*PROBLEM STATEMENT*. Word for word, output the data, with none of its pictures.

[Items from a dataset]
%%

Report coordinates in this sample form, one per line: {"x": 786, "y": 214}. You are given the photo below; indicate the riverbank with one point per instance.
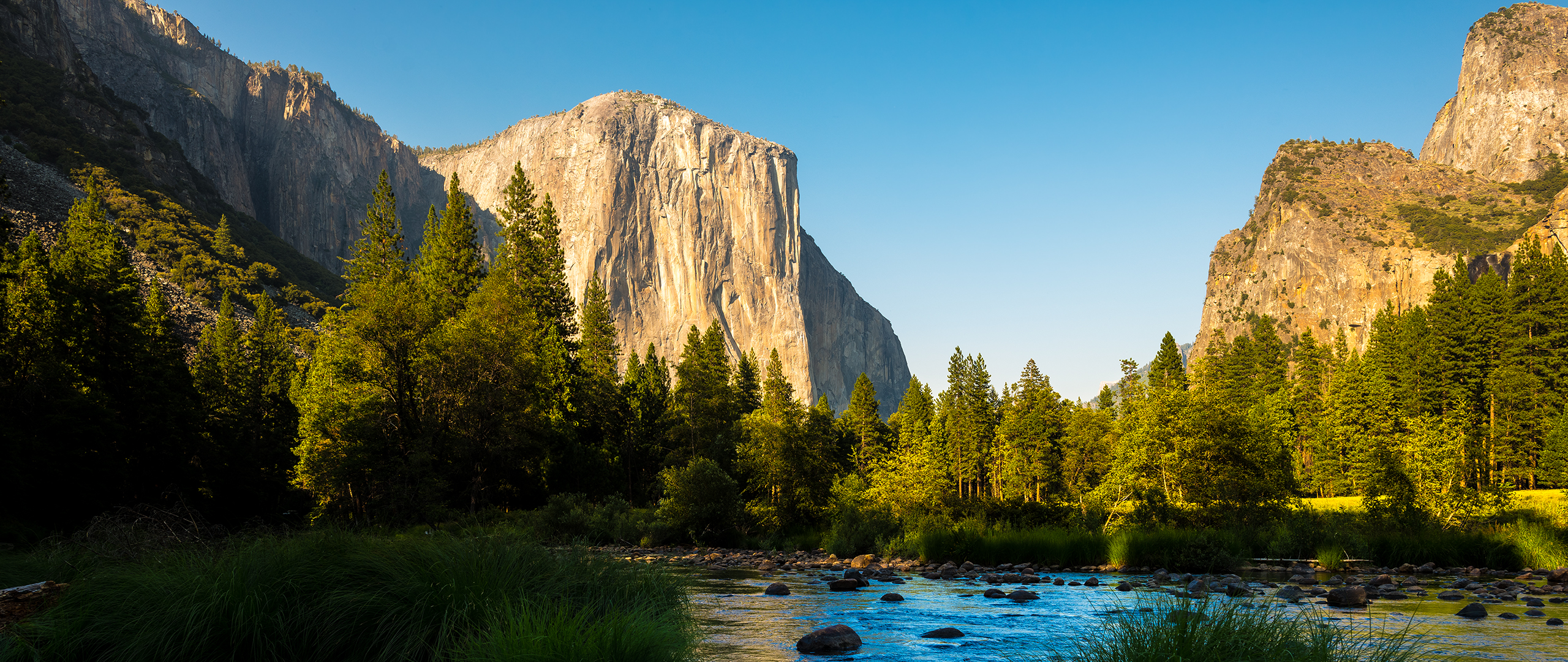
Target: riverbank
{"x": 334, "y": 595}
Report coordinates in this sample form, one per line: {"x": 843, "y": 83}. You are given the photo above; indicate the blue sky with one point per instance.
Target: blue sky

%%

*ANSWER SPACE*.
Report coordinates in this sample form, one per line: {"x": 786, "y": 214}. You are given the photo below; indicate the riverbank with one point per instance.
Target: riverbank
{"x": 334, "y": 595}
Report coordinates in this sample form, one per line: {"x": 843, "y": 83}. You are given the photo above; indicate the blue sky with one point per instance.
Target: blue sky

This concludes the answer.